:: Text provided

Greg Bell: Will the Republican Party survive? – Deseret News

Will the Republican Party survive Republican lawmakers abandoning their keystone principles of free trade and cutting federal debt and deficit spending? Will it survive opposing, or appearing to oppose, millennials cherished issues of climate change, income inequality and racial and social justice? Will it survive Donald J. Trump?

In the 1950s, President Dwight D. Eisenhower not only believed but adhered to Republican core values of limited government, balanced budgets, a robust foreign policy, a strong military (governed by elected civilian leaders), resisting Communist Russias expansionism, sharing power with states, American exceptionalism, judges restrained by the Constitution and free markets. Most Americans agreed with him.

A generation later, the rise of the Tea Party grew out of frustration with federal Republican officeholders who failed to stop the growth of the federal budget and deficit financing and the inexorable encroachment of the federal government into almost every facet of society. While much of that intrusion was driven by federal judges who seemed to see the need for a sweeping federal solution for every perceived wrong, Republican officials since President Ronald Reagan have done little to trim the U.S. governments thirst for power and money.

::::
:: The data

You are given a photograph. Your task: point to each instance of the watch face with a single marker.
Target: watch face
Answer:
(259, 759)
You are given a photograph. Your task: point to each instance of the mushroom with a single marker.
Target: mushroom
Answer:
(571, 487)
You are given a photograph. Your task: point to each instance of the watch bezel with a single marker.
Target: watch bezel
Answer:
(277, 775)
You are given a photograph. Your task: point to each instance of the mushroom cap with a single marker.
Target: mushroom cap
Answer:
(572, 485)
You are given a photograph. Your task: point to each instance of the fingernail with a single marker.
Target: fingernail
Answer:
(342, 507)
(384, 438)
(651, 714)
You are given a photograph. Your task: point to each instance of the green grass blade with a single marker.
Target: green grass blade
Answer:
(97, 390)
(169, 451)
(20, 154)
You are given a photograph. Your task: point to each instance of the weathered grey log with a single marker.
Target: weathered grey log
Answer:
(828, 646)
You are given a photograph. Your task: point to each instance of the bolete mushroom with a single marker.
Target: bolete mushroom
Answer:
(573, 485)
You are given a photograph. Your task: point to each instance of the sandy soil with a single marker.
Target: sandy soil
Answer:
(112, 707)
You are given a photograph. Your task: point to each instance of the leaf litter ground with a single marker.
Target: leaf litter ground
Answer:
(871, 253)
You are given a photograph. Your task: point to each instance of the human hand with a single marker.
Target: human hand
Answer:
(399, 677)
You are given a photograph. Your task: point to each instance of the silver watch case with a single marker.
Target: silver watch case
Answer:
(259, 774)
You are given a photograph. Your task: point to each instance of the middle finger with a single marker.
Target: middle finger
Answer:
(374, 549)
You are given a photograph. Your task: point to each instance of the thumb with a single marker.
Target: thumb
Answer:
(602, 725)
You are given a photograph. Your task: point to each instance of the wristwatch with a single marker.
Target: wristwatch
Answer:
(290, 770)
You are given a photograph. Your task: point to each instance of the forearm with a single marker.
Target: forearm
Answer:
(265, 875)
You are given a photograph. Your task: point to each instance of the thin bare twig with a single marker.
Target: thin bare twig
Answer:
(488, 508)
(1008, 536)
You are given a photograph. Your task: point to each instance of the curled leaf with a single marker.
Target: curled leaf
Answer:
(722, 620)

::::

What you are asked to do
In the column on the Republican Party, which 1950s president is said to have adhered to Republican core values?

Result of the task
President Dwight D. Eisenhower